━━━━━ Source document ━━━━━

This is great, thanks. One remaining piece here is to figure out how best to get this data to a context where we can edit LDAP like ldap-maint1001. Maybe the simplest way is using rsync::server::module to expose the /srv/exports/ldap_group or /srv/exports directory?

  • Add a systemd timer on ldap-maint1001/ldap-maint2001 (we already have a flag to only run timers on the active node) which updates cn=klaxon-users based on this list

I'm not sure how would updating cn=klaxon-users work. We can certainly automatically add all new accounts from the txt file I'm generating, but how would removal work? If someone is in cn=klaxon-users, but not in the txt file, how would we know whether they were added to klaxon-users by virtue of being a steward, or because of some other process (that is not related to stewards onboarding at all)? Wouldn't we need to create cn=stewards instead, which would be fully managed by the syncing process, and leave klaxon-users for manual additions instead? Or am I misunderstanding some of this?

Your proposal is better, let's do that.

@Urbanecm are you interested in writing some patches if I do code reviews?

I wrote some code for the stewards end of thing, but I'm lost at what would I need to do to actually get the changes synced to LDAP. If you can offer some guidance, I can try though :).

A Python script that is able to read a text file and perform LDAP group membership updates is probably enough. There are a few examples in our puppet repo -- one simple example is rewrite-group-for-memberof.py. And offboard_user is a more complicated one. And actually, sync_ldap_project_group() in ldapgroups.py is quite close to the logic you want (just again more complicated -- here we shouldn't create the group if it doesn't already exist).

━━━━━

Please reproduce, word for word, the stretch of the LDAP sync discussion from "A Python script" through "doesn't already exist).".

━━━━━ Data supplied ━━━━━

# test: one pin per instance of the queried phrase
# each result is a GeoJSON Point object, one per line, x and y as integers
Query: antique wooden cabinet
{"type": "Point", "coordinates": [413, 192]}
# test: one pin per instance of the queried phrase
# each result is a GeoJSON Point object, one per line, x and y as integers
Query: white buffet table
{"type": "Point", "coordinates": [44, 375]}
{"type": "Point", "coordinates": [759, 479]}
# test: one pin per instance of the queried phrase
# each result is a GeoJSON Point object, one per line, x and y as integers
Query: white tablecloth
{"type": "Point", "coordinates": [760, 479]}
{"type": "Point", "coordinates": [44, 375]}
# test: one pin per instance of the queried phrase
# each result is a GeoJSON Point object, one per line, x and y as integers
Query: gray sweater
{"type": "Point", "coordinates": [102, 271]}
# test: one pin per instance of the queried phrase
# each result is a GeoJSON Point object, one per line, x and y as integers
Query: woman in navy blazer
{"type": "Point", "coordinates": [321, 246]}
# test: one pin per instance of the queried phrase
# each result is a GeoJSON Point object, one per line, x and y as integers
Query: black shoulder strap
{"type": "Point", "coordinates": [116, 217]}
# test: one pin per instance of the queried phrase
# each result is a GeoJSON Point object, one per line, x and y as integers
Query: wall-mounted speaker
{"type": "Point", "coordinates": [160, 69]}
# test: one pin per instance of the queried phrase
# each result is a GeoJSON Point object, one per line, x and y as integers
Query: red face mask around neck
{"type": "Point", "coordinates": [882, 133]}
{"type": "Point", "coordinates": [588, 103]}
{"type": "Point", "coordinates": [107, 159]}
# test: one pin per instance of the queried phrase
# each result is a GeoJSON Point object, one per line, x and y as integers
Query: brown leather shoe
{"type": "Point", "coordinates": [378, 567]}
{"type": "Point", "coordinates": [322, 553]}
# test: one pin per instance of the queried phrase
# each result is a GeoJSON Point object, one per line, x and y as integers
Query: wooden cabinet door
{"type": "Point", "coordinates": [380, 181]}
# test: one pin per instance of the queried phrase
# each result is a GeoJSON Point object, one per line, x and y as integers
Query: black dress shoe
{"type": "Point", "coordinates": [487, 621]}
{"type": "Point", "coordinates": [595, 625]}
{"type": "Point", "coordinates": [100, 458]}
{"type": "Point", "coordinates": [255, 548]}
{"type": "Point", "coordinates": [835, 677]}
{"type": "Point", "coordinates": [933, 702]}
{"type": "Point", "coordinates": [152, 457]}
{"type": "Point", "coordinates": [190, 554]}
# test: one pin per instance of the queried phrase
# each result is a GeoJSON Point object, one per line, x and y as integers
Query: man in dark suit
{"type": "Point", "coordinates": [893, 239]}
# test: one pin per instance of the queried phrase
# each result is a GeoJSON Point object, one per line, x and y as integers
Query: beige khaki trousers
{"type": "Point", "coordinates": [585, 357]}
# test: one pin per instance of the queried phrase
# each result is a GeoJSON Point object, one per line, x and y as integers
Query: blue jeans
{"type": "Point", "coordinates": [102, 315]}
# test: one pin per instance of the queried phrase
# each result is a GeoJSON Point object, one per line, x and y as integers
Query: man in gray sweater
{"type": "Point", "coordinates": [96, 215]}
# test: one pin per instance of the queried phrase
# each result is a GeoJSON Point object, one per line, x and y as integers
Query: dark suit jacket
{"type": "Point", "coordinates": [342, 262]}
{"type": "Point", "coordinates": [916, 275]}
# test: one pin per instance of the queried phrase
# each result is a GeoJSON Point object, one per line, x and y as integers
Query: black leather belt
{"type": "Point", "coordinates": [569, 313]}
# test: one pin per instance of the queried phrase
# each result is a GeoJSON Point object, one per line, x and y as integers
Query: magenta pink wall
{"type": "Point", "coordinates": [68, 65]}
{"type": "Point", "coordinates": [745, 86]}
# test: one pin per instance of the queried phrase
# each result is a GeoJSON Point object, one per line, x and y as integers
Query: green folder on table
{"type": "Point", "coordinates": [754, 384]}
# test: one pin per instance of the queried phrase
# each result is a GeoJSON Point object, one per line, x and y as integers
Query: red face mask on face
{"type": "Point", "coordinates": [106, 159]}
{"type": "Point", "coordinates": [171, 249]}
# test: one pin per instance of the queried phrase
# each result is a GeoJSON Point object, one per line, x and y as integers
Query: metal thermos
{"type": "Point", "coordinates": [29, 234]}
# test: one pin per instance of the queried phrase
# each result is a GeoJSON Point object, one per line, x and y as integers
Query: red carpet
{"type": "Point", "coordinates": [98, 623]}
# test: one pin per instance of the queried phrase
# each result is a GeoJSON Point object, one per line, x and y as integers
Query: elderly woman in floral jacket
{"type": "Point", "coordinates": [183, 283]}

━━━━━

*Result of this task*:
A Python script that is able to read a text file and perform LDAP group membership updates is probably enough. There are a few examples in our puppet repo -- one simple example is rewrite-group-for-memberof.py. And offboard_user is a more complicated one. And actually, sync_ldap_project_group() in ldapgroups.py is quite close to the logic you want (just again more complicated -- here we shouldn't create the group if it doesn't already exist).